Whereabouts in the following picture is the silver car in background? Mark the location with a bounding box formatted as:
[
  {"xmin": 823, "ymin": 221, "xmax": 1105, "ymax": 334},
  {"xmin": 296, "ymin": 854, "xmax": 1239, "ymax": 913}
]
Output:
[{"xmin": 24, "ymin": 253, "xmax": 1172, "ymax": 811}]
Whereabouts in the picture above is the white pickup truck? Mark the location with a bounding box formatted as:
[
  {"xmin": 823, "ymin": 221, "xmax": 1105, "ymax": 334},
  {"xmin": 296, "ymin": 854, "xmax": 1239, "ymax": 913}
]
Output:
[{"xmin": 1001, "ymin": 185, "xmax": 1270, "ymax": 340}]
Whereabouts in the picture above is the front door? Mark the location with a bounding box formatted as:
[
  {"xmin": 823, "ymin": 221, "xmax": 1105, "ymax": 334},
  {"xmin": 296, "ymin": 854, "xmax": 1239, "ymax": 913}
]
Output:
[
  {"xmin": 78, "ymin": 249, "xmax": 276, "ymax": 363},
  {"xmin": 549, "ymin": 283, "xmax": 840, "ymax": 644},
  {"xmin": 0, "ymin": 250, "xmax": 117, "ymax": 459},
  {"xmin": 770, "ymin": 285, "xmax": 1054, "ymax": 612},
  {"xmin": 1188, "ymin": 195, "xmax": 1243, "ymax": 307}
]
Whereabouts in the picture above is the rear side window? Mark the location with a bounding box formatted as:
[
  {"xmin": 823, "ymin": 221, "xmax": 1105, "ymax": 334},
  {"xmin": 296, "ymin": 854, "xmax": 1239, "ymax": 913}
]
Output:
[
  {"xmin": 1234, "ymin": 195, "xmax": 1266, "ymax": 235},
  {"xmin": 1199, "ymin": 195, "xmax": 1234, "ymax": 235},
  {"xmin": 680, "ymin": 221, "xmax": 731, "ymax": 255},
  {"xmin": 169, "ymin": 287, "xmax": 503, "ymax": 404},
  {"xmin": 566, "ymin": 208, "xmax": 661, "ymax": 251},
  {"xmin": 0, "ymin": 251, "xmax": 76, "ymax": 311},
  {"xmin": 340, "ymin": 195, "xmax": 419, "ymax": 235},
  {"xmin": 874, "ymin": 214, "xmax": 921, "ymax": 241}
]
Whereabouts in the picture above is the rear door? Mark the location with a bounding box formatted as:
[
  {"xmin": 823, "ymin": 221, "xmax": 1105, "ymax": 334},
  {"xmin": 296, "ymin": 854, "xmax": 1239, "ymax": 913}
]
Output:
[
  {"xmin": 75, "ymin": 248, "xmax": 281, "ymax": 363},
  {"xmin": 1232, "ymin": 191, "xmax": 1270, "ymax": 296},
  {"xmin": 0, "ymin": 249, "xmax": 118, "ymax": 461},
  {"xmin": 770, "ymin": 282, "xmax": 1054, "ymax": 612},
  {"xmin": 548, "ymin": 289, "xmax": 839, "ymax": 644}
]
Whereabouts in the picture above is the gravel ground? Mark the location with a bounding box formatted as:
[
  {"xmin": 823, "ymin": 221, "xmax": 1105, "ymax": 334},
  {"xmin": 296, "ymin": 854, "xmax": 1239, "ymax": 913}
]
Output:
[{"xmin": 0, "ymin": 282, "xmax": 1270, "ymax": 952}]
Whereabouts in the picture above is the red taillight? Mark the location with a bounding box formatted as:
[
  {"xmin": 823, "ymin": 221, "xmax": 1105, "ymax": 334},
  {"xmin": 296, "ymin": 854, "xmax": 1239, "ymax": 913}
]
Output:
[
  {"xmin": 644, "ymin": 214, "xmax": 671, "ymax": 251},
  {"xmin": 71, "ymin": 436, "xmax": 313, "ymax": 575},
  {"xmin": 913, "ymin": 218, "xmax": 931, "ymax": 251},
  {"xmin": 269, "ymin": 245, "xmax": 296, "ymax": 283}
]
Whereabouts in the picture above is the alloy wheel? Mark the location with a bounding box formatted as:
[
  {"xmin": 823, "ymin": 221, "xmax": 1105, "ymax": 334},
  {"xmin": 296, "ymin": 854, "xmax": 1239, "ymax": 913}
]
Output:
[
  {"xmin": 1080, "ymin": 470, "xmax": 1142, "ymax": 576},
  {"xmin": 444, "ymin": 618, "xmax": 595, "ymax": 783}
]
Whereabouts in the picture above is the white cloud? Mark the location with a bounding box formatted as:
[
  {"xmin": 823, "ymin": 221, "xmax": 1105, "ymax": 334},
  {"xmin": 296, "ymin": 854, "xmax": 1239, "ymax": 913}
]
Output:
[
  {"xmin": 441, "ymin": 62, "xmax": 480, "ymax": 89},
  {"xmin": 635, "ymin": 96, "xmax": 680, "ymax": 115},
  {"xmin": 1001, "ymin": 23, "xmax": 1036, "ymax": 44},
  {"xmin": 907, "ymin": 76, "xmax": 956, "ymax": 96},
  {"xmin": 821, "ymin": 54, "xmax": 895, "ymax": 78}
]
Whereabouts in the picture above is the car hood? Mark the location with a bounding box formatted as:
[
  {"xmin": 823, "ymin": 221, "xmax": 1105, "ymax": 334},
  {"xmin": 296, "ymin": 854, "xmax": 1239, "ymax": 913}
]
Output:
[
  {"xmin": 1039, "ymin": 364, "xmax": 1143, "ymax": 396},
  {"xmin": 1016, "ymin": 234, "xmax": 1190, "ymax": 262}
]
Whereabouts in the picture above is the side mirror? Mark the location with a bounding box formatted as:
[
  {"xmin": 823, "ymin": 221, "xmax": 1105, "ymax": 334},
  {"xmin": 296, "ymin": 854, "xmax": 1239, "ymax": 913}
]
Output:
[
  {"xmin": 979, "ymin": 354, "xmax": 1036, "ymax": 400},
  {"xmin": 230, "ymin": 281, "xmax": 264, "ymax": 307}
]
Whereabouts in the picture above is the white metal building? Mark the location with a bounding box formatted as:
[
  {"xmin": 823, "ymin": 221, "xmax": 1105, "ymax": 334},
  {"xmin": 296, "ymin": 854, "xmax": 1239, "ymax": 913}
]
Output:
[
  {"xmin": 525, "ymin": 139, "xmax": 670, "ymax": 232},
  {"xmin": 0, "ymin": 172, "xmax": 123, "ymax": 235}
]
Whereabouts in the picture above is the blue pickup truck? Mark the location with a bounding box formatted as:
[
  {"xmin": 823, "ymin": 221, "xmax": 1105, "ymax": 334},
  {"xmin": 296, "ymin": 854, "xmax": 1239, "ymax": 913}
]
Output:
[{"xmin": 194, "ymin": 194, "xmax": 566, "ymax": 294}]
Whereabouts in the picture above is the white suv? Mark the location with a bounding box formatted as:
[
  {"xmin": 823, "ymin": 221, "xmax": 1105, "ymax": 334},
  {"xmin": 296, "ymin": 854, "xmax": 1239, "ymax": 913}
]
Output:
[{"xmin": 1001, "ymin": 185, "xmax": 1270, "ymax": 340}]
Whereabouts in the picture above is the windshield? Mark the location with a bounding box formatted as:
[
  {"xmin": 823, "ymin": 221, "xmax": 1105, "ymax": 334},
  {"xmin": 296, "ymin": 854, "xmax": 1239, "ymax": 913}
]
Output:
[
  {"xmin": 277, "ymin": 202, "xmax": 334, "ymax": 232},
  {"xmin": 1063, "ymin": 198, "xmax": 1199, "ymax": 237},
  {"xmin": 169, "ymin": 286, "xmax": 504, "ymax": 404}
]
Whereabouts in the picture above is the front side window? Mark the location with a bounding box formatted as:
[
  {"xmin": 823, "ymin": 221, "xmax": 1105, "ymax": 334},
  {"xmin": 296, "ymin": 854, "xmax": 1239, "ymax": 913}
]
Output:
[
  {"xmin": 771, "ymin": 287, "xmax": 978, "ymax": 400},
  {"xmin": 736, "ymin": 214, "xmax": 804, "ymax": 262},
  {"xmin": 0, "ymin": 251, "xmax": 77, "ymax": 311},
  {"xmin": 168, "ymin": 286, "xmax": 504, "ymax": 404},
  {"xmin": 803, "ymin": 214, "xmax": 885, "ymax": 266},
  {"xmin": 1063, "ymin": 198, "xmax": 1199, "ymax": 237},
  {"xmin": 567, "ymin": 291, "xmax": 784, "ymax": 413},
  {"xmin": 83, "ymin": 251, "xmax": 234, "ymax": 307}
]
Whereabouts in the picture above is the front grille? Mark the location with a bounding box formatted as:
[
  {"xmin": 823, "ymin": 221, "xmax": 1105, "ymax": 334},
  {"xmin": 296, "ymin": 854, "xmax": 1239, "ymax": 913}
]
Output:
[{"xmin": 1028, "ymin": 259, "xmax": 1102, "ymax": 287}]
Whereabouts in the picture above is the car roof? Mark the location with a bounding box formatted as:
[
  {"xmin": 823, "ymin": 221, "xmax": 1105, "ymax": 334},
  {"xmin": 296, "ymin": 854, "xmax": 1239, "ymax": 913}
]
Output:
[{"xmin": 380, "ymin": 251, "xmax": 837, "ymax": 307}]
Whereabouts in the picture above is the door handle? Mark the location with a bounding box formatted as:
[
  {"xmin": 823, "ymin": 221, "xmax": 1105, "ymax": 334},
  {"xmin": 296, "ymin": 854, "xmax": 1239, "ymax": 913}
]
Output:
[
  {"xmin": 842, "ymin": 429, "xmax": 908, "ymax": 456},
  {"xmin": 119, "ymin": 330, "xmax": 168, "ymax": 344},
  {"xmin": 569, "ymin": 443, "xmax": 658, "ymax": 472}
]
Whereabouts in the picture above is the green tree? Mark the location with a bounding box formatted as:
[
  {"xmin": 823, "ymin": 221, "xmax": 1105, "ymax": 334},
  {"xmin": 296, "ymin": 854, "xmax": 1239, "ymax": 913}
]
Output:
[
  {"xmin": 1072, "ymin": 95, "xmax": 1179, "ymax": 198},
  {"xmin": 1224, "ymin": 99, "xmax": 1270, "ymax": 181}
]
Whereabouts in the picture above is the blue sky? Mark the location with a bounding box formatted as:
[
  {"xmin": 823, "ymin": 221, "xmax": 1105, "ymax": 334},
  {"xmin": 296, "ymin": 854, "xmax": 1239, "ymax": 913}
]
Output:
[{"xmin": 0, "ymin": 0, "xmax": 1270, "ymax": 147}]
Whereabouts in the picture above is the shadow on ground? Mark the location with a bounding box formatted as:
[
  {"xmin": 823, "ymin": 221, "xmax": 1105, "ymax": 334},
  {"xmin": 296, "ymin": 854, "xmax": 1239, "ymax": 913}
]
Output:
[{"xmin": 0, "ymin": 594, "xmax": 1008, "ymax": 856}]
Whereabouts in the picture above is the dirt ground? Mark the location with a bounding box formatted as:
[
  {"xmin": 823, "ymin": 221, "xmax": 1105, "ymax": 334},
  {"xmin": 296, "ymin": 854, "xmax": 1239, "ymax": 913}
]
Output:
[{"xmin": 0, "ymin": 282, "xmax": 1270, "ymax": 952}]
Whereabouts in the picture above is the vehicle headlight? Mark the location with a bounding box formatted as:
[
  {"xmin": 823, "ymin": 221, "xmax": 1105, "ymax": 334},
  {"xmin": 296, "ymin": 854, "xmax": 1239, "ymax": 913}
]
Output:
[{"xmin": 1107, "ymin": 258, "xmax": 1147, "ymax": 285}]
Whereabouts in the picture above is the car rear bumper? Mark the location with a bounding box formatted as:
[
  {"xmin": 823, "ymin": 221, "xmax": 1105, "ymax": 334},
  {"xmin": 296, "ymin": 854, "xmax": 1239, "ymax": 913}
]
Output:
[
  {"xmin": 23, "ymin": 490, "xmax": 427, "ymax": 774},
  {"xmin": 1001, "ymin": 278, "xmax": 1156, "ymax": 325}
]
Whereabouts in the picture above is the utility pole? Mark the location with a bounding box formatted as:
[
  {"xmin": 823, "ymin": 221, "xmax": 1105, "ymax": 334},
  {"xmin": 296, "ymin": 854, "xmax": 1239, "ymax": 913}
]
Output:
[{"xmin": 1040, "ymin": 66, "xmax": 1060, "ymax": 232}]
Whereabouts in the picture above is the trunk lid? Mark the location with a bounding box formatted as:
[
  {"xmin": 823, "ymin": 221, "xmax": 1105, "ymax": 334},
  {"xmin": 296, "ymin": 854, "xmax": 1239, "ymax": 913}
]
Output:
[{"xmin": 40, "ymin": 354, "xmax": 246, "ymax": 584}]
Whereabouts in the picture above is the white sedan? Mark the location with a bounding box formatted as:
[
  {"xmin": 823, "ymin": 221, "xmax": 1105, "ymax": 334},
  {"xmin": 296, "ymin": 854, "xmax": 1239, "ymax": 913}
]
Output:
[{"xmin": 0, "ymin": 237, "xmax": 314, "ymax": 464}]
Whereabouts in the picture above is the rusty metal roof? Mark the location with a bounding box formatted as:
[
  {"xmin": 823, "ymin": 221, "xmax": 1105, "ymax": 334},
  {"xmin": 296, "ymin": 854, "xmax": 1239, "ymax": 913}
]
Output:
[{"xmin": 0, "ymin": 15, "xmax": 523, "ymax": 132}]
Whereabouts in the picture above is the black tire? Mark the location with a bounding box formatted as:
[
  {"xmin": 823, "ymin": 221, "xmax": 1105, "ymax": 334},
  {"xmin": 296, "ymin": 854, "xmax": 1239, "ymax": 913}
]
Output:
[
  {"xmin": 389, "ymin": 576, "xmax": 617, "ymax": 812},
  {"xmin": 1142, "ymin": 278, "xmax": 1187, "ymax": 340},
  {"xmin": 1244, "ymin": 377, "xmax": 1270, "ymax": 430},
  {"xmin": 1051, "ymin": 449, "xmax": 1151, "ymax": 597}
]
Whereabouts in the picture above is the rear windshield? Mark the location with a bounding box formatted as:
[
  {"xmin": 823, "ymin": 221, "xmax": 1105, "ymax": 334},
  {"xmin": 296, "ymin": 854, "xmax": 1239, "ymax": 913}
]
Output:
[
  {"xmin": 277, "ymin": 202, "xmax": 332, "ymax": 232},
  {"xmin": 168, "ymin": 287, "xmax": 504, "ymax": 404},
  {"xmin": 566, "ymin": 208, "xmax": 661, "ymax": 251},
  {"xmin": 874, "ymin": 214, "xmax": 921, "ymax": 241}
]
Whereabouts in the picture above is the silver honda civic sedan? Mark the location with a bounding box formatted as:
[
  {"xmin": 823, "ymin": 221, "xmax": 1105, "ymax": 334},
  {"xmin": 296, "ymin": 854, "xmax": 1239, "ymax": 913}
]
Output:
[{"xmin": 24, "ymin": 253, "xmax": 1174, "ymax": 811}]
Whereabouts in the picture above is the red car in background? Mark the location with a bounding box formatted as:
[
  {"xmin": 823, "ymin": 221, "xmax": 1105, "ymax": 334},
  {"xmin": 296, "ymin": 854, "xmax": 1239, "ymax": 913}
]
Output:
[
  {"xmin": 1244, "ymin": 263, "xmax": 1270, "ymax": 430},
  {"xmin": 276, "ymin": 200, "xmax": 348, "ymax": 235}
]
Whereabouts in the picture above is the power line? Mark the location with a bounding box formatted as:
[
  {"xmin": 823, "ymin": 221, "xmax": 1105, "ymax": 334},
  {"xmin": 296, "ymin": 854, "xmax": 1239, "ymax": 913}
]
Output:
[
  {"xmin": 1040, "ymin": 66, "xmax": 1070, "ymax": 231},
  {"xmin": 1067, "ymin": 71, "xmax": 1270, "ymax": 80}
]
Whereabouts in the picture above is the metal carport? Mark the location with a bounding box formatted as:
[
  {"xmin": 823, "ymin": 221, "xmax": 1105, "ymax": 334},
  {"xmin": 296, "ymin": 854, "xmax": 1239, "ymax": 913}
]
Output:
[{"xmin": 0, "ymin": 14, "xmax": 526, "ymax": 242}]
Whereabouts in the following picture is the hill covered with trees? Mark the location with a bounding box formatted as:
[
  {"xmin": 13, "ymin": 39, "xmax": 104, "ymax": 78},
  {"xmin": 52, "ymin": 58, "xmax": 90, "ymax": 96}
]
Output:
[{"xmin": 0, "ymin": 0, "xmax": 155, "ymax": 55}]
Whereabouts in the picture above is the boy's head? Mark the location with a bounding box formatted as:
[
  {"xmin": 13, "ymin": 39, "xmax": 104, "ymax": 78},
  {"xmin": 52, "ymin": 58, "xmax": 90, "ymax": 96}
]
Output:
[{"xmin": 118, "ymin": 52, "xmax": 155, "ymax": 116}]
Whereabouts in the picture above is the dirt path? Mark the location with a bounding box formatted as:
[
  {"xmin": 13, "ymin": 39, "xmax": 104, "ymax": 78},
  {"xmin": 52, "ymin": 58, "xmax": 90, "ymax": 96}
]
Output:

**Task to carry out**
In the records above, locate the line that contains "Whereabouts in the following picture is the hill". Repeat it and every line after it, exactly, and nothing else.

**Solution below**
Whereabouts in the following picture is the hill covered with trees? Mark the location with a bounding box formatted as:
[
  {"xmin": 13, "ymin": 39, "xmax": 104, "ymax": 78},
  {"xmin": 52, "ymin": 58, "xmax": 90, "ymax": 96}
]
Output:
[{"xmin": 0, "ymin": 0, "xmax": 155, "ymax": 55}]
Whereabouts in the picture above is the boy's head? Mark the location with a bounding box formatted as:
[
  {"xmin": 13, "ymin": 39, "xmax": 104, "ymax": 78},
  {"xmin": 52, "ymin": 58, "xmax": 90, "ymax": 96}
]
Output:
[{"xmin": 118, "ymin": 52, "xmax": 155, "ymax": 116}]
Whereabouts in the picture above is the dirt path? Mark the location with a bounding box formatted as:
[
  {"xmin": 13, "ymin": 39, "xmax": 104, "ymax": 78},
  {"xmin": 52, "ymin": 58, "xmax": 90, "ymax": 96}
]
Output:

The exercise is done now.